*Your task:* Transcribe every line of the material below exactly, leaving out the pictures.

(Beginning of Data provided)

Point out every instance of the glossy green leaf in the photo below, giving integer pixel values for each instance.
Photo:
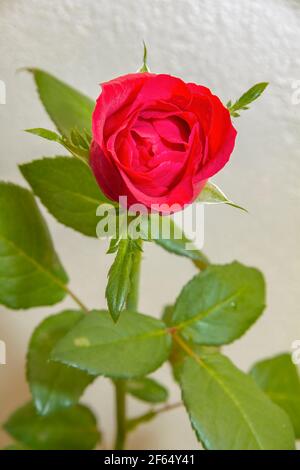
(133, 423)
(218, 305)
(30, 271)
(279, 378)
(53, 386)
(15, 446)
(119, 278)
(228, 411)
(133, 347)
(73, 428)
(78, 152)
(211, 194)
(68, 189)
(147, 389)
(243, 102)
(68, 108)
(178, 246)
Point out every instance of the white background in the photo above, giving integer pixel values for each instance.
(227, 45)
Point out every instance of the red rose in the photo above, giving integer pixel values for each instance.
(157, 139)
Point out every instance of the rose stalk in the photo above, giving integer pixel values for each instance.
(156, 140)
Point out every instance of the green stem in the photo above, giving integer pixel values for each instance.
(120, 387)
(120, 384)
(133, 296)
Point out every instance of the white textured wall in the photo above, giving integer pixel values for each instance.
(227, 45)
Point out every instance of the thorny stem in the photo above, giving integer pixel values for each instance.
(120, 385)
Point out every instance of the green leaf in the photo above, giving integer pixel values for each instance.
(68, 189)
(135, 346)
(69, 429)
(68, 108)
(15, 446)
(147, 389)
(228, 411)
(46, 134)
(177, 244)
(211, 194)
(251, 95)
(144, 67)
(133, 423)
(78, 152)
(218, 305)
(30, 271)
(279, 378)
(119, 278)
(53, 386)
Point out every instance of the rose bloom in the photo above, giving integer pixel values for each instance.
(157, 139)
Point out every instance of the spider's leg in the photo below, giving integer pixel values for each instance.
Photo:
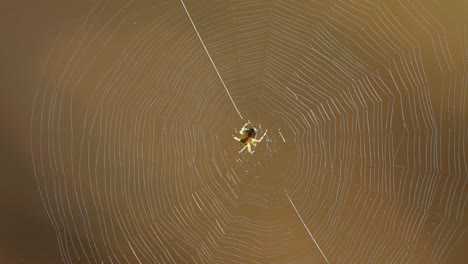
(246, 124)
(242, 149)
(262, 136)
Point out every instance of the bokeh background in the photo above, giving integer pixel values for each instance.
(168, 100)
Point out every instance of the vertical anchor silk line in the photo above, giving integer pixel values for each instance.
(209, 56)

(End of Data provided)

*Answer to this exercise:*
Point out every instance of the glossy green leaf in the photo below, giving integer pixel values for each instance.
Photo:
(133, 423)
(218, 305)
(30, 271)
(279, 378)
(53, 386)
(15, 446)
(119, 278)
(228, 411)
(133, 347)
(73, 428)
(78, 152)
(211, 194)
(68, 189)
(147, 389)
(243, 102)
(68, 108)
(178, 246)
Point out every instance of the white background in the photo above, giving integer pixel values for each instance.
(227, 45)
Point out every instance of the red rose in the photo above, giving integer pixel values for each instance.
(157, 139)
Point out every instance of the rose stalk in the photo above, giving integer pixel values for each instance.
(156, 140)
Point out every instance of the green stem in the photo above, giving integer pixel values for each instance.
(120, 387)
(120, 384)
(133, 296)
Point out every instance of the white textured wall in the photo above, giving integer pixel values for each instance.
(227, 45)
Point out every instance of the thorny stem in the photo above, giving integer pixel values for each instance.
(120, 385)
Point out every instance of the green leaf in the photo above, giving integer pixel values for each instance.
(68, 189)
(135, 346)
(69, 429)
(68, 108)
(15, 446)
(147, 389)
(228, 411)
(46, 134)
(177, 244)
(211, 194)
(251, 95)
(144, 67)
(133, 423)
(78, 152)
(218, 305)
(30, 271)
(279, 378)
(119, 278)
(53, 386)
Point out every instance of the rose bloom in the photo above, giving integer pixel values for each instance.
(157, 139)
Point out every instance of the spider's leg in the photo below, giving integer pixel values for each instance.
Photo:
(246, 124)
(242, 149)
(262, 136)
Point out every instance of the bokeh background in the photo above, giving integer pixel values for each instance.
(168, 100)
Point out every instance of the vertical anchor silk line in the photo above, giving integer pixel values for each instance.
(209, 56)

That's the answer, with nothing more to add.